■ Exercise brief: Extract every line of the items below and reproduce each one verbatim, in its original order.
* * * * * * *
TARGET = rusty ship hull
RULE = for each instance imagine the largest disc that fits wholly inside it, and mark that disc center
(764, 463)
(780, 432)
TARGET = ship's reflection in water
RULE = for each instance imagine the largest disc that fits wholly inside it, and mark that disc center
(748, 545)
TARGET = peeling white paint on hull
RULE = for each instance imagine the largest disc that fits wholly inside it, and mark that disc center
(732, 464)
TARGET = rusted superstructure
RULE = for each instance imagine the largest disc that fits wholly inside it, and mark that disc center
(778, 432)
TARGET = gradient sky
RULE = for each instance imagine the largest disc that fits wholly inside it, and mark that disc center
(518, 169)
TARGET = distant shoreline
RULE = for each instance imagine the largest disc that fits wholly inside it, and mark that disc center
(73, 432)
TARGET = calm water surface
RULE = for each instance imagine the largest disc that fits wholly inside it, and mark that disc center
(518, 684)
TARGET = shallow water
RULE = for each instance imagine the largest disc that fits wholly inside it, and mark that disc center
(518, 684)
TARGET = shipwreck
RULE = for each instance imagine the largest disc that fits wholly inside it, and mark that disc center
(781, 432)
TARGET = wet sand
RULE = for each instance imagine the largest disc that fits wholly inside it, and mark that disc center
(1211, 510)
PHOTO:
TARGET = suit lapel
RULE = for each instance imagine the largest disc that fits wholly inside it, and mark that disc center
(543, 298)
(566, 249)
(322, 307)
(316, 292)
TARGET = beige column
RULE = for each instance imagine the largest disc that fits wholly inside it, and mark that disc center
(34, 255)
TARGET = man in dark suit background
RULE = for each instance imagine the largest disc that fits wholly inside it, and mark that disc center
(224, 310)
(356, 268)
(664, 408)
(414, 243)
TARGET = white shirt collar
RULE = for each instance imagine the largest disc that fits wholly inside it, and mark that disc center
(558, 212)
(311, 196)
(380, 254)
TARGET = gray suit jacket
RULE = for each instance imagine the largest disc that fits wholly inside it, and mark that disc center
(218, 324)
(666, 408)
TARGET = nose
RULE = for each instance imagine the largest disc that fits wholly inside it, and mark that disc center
* * * * * * *
■ Exercise solution:
TARGET = rusty ship hull
RULE = for each instance imagine the largest disc that fits wholly inside it, and mark that disc center
(764, 463)
(780, 432)
TARGET = ship's reflection in water
RULE = for each instance imagine the largest disc that fits wholly inside it, and mark that disc center
(748, 545)
TARGET = peeling white paint on hull
RULE = for each instance imagine the largest disc that fits wholly inside it, and mark that disc center
(732, 464)
TARGET = rusted superstructure
RULE = for each instance imagine the largest disc that fits wholly inside it, and mark that disc center
(778, 432)
TARGET = gradient sky
RULE = for each instance imagine the largest disc that fits wholly inside it, and mark that disc center
(518, 169)
TARGET = distant shoreline
RULE = for each instance imagine the largest disc that fits wholly inside it, and mark that disc center
(73, 432)
TARGET = calm water surface
RULE = for each instance imagine the largest disc that fits wholly inside it, and mark that disc center
(518, 684)
TARGET = shallow water
RULE = for each instance imagine the largest disc that fits wholly inside it, and mark that disc center
(518, 684)
TARGET = shipwreck
RULE = for each instance imagine the largest disc that fits wholly inside it, and mark that disc center
(781, 432)
TARGET = wet sand
RULE = for each instance imagine the largest disc that fits wholly inside it, and mark that disc center
(1211, 510)
PHOTO:
TARGET = suit lapel
RULE = for each instance imagine the largest disc that fits wholly inside it, and mark that disc center
(543, 298)
(566, 249)
(322, 307)
(316, 292)
TARGET = beige column
RULE = for each instance imagine the largest disc that fits wholly inside it, and mark that disc center
(34, 255)
TARGET = man in dark suit background
RULE = for each instance imagine the largest disc that fits wholly inside it, and mark that disc center
(224, 310)
(356, 268)
(664, 408)
(414, 243)
TARGET = white shirt collar
RULE = for each instance imagine the largest disc that fits wholly inside it, and mark that disc center
(558, 212)
(311, 196)
(380, 254)
TARGET = gray suit jacket
RULE = for each instance imagine the largest disc that fits wholly inside it, and mark that disc center
(218, 324)
(666, 408)
TARGET = nose
RULE = for each instance imagine the largest disc that fits wholly inside it, and mark that disc center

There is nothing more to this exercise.